(Data entries)
=-=-=
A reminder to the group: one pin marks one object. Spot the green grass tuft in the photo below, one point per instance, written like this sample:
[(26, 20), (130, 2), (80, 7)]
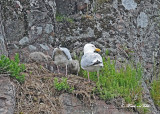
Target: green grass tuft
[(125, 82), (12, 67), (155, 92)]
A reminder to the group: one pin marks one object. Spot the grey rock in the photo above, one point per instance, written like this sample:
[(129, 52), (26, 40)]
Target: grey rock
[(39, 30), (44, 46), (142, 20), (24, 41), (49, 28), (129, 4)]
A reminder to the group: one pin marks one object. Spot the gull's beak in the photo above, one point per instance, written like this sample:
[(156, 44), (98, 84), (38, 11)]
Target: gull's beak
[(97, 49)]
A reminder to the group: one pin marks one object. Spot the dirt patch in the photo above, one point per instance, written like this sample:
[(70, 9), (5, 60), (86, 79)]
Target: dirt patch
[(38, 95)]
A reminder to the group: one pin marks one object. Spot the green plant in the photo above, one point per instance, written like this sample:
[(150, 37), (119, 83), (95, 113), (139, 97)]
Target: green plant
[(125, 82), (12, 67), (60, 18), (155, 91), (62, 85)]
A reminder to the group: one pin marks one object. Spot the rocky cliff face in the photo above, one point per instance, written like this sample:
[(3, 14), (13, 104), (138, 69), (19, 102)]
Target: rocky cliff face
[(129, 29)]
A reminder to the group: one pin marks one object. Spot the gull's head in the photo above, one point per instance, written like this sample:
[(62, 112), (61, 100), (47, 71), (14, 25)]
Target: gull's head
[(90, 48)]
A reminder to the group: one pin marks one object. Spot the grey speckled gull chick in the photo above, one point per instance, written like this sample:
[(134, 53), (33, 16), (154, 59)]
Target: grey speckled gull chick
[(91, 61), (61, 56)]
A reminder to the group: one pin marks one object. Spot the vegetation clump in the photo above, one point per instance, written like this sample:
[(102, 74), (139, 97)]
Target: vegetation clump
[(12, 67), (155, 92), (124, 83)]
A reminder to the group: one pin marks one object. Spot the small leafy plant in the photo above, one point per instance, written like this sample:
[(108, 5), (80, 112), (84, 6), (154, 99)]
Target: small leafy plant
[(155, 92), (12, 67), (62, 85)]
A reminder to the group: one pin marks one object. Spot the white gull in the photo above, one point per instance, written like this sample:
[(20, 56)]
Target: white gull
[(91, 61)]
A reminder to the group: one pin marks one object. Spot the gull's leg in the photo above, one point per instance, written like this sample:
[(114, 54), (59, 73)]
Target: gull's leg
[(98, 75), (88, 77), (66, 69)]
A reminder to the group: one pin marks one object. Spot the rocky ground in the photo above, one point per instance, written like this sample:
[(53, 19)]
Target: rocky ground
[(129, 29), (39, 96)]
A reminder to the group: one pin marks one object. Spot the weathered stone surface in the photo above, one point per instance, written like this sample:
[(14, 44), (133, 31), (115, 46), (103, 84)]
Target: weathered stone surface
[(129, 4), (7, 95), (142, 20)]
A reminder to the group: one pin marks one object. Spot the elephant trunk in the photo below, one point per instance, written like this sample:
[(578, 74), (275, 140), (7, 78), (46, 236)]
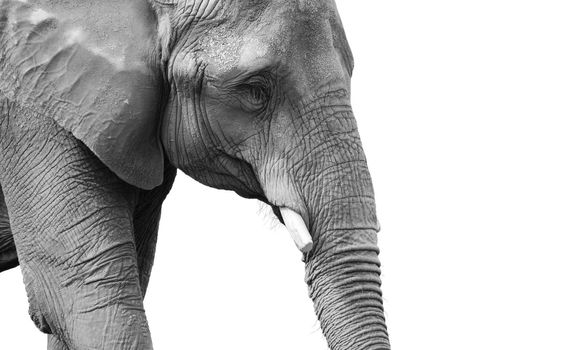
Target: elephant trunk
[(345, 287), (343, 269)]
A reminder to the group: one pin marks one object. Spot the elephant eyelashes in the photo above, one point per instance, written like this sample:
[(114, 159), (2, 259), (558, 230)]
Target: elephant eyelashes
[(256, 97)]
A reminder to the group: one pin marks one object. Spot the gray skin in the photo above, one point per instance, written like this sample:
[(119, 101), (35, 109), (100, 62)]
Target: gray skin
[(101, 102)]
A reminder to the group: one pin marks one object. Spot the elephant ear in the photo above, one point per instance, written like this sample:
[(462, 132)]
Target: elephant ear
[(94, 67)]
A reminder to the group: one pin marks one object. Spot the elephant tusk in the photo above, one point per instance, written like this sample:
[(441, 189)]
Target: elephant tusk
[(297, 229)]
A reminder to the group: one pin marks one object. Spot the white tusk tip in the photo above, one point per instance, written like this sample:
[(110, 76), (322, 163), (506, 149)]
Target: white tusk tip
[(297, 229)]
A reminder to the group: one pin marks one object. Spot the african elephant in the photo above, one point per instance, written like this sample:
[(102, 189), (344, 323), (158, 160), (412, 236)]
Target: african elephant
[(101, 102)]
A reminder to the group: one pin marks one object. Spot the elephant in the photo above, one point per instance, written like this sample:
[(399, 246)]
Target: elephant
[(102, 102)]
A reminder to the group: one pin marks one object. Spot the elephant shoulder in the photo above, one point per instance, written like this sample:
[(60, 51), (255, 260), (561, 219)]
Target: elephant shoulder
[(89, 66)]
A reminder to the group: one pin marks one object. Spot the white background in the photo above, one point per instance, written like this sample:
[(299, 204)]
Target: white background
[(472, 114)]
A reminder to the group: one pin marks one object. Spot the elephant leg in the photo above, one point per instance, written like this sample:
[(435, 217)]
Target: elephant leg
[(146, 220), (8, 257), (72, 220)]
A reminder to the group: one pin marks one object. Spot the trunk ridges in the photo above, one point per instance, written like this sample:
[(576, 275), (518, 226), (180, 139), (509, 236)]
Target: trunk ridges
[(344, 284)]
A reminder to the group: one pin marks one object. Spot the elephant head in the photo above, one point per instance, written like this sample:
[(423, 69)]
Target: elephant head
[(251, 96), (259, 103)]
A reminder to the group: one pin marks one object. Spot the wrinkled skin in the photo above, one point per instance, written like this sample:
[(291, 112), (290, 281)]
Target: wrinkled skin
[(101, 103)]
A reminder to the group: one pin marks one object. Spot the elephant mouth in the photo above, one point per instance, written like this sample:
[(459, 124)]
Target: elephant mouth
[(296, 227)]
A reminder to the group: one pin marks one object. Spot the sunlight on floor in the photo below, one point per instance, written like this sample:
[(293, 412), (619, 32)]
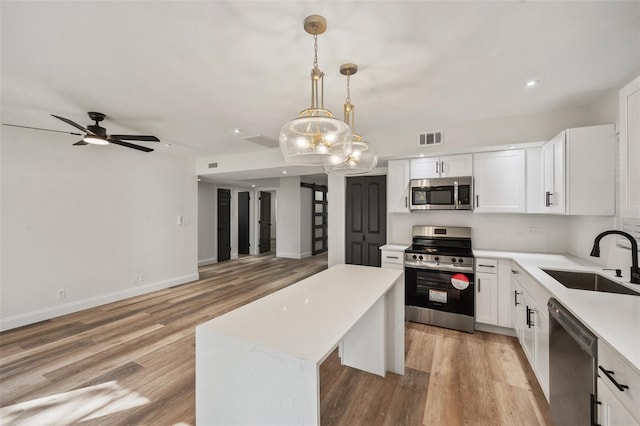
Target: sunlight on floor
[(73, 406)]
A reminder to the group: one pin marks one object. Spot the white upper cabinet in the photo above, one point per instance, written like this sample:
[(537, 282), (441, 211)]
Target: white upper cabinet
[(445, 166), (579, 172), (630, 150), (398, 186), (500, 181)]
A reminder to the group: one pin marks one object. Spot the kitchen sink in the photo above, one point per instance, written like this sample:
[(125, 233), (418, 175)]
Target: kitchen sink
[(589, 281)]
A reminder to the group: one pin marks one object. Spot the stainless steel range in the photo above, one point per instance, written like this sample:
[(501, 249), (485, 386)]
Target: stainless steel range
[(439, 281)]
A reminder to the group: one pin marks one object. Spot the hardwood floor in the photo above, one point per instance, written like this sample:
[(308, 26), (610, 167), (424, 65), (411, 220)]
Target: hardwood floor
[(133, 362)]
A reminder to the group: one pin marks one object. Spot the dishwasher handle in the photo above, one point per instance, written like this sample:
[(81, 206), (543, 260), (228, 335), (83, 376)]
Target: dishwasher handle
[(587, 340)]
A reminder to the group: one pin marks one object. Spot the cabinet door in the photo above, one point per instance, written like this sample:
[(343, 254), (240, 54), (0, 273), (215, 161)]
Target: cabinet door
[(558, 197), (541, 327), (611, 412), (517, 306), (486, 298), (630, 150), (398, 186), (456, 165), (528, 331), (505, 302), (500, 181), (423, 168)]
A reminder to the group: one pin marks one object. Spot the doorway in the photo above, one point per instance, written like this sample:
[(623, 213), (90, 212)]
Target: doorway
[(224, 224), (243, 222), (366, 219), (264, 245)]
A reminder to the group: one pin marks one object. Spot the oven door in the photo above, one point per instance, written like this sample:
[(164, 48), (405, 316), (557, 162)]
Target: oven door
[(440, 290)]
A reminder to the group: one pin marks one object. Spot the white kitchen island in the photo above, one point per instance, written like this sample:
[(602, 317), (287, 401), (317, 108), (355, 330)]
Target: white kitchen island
=-=-=
■ Task brief ■
Copy out all the data exactly; skip the pictures.

■ Exercise output ■
A reminder to the group: one pin marks one object. Spot the green grass tuft in the photo below, one point per instance, written like this sample:
[(26, 20), (130, 2), (80, 7)]
Target: green grass tuft
[(125, 82), (12, 67), (155, 92)]
A reminder to the group: one pin marks one object. Spot the grey rock in the photo above, one point per instance, written like this sample:
[(129, 52), (26, 40)]
Target: grey rock
[(39, 30), (44, 46), (142, 20), (24, 41), (49, 28), (129, 4)]
A reminder to the group: one pin marks one object. Spot the gull's beak in the photo above, one point per instance, written like this sample:
[(156, 44), (98, 84), (38, 11)]
Target: gull's beak
[(97, 49)]
A reminder to the group: one pin marks one object. Spot the dirt patch in the photo above, one point per instance, written like this sample:
[(70, 9), (5, 60), (86, 79)]
Target: dirt patch
[(38, 95)]
A reminder to the group: one pin marks one object. Spot the green plant in the photo above, one point per instance, written like this sample:
[(150, 37), (119, 83), (95, 113), (139, 97)]
Target: green plant
[(125, 82), (12, 67), (60, 18), (155, 91), (62, 85)]
A reminder to the group: one pin marks one object. Spot the rocky cliff face in the photo above, one point per instance, written like this sample:
[(3, 14), (13, 104), (138, 69), (19, 102)]
Target: rocky cliff face
[(129, 29)]
A reminder to the group: one pin marks one object. Spot the gull's head in the photo above, one point per instance, written like this sample:
[(62, 112), (61, 100), (47, 71), (14, 25)]
Target: gull's head
[(90, 48)]
A reminder to the group: one pin marks one object. Spot the grey speckled gull chick in the photo above, one point per instance, written like this sample:
[(134, 53), (33, 16), (154, 59)]
Target: grey speckled gull chick
[(91, 61), (61, 56)]
A reminder to the group: one pin marks one object. Spot the vegetation clump in the photo above, one point per instance, written like this sample:
[(102, 74), (139, 97)]
Target: vegetation clump
[(12, 67), (155, 92), (124, 83)]
A reminder to the group: one pin marks one object. Spot the small leafy plant in the photo above, one point per instance, written like this sample:
[(108, 5), (80, 112), (84, 6), (154, 99)]
Target: small leafy plant
[(155, 92), (12, 67), (62, 85)]
A reminder to the group: one pin marks one object. Spot the white gull in the photo above, one point per instance, written like this sample:
[(20, 56)]
Target: white gull
[(91, 61)]
A reminder to the group: one pin marks one object. Spot the gull's leg in the photo above, one point per instance, written like this sample:
[(114, 54), (59, 73)]
Target: gull's leg
[(98, 75), (88, 77), (66, 69)]
A reminder to the group: one pin marks one object. Spot the rocky ground in the photo above, one point per instance, written like this sample:
[(53, 19)]
Target: rocky ground
[(129, 29), (39, 96)]
A reminder to the group: one pin marks one object. Spot the weathered stone surface in the photo above, one point per instance, written like this sample:
[(14, 44), (133, 31), (115, 46), (103, 84)]
Target: weathered stone surface
[(129, 4), (7, 95), (142, 20)]
A reminder to the group: one pin marks one object. Spot the elephant trunk in the photo below, one point per instance, written like this sample:
[(578, 74), (275, 140), (7, 78), (46, 236)]
Target: elephant trunk
[(345, 287), (343, 269)]
A reminder to the group: one pin marks one object. Spot the elephant eyelashes in the photo above, one point per instance, written like this sample:
[(114, 159), (2, 259), (558, 230)]
Target: elephant eyelashes
[(256, 97)]
A reminder to the group: one pin marks one object. Spot the gray skin in the photo above, one point per instance, written like this sample:
[(119, 101), (35, 109), (100, 62)]
Target: gray skin
[(101, 102)]
A reminder to the group: one pin marks one object. Spot the elephant ear in the photo above, one point per instance, written like this sample:
[(462, 132)]
Target: elephant ear
[(94, 67)]
A reminder to the group: one pin marks one object. Spot the elephant tusk in the photo above, one point per instance, written like this sample:
[(441, 189)]
Target: elephant tusk
[(297, 229)]
A reminder to the group: one pin marks one object. Spot the white tusk tip in the photo above, one point per instance, written like this sample:
[(110, 76), (322, 163), (506, 149)]
Target: white tusk tip
[(297, 229)]
A reminder to the group: one pin marks one object. Spot the african elephant in the photo above, one point per instance, written like this sample:
[(102, 189), (344, 323), (158, 160), (412, 236)]
Target: african elephant
[(101, 102)]
A reminder to the group: one pin marks one object. Spot the elephant in the photo above, one point per instance, written like this sample:
[(399, 246)]
Target: elephant
[(102, 102)]
A reminder to the group: one pin marks one object. Spot the elephant shoulder in the photo above, one point per instance, written like this sample:
[(60, 51), (255, 260), (561, 219)]
Target: elephant shoulder
[(89, 66)]
A reminder to the group: one pin marks one object. Spot the white background in the photo above, one point per instance, written like this sample:
[(299, 204)]
Target: white background
[(472, 114)]
A reminder to the group: one pin marks one object. Spot the elephant leg in the photo above, one point per instance, written like this sample:
[(435, 217)]
Target: elephant leg
[(146, 220), (8, 257), (72, 220)]
A reminder to the group: one pin marks one object. Spot the trunk ridges in the photo above, one point per instance, written like this sample:
[(576, 275), (518, 226), (180, 139), (509, 236)]
Target: trunk ridges
[(344, 284)]
A reminder to the group: one pin marks one object. Spot the elephant head in the photo above, one point per instance, written like this sample:
[(423, 69)]
Target: elephant head
[(251, 96), (259, 103)]
A reminder to the group: one pin marks one object. Spot the wrinkled skin in the photo above, one point per instance, written like this sample:
[(291, 112), (290, 281)]
Target: wrinkled skin
[(101, 103)]
A reminder to the group: one pin marks one object. Spot the elephant mouth in the photo above, one point per instance, written like this sample:
[(459, 124)]
Target: elephant mouth
[(296, 227)]
A reminder to the group: one pin marks one object. Spot the sunlight on floor in the photo below, one point per instance, written like this sample:
[(293, 412), (619, 32)]
Target: sunlight on floor
[(73, 406)]
A reminder to the group: one pin marks one object. Spot the white upper cabinet in the photo above, one point per instance, written like this sample:
[(537, 282), (441, 211)]
Target: white upper cabinet
[(445, 166), (579, 172), (630, 150), (398, 186), (500, 181)]
A reminder to the group: one pin marks one object. Spot the kitchen sink in the photo above, one point per instance, written like this sample:
[(125, 233), (418, 175)]
Target: kitchen sink
[(589, 281)]
A reminder to the group: one pin marks one object. Spot the stainless steel range in the photo above, one point per instance, written like this sample:
[(501, 249), (485, 386)]
Target: stainless steel range
[(439, 281)]
A reminder to the group: one pin marks one object. Spot the hardwood floor in the photo above, one point per instance, written like this sample:
[(308, 26), (610, 167), (424, 65), (411, 220)]
Target: hardwood floor
[(133, 362)]
A reminder to the group: one pin marks one object. Spot the dishwasher handle in the photo above, one point per instance, written like this sample:
[(81, 206), (543, 260), (228, 335), (83, 376)]
Target: dishwasher handle
[(587, 340)]
A reminder to the group: one pin marks one object. Spot the cabinet door in the photo above, one point per instance, written like this sample:
[(343, 254), (240, 54), (0, 273), (215, 161)]
Target: cabinet door
[(558, 197), (541, 327), (611, 412), (517, 306), (486, 298), (630, 150), (398, 186), (456, 165), (528, 331), (505, 302), (500, 181), (423, 168)]
A reminder to the group: one pin marks one object. Spot the doorway in the photo above, one point per instance, written like this sample:
[(623, 213), (90, 212)]
Target: doorway
[(224, 224), (243, 222), (366, 219), (264, 245)]
A reminder to the group: one pin marks one object. Spot the oven door in the photo above, one point per instance, written like this sample:
[(164, 48), (405, 316), (557, 162)]
Target: oven door
[(440, 290)]
A reminder to the group: one pin marks one object. Spot the white kitchen island in the photo above, one point per instance, written like this sample:
[(602, 317), (287, 401), (317, 108), (355, 330)]
Target: white kitchen island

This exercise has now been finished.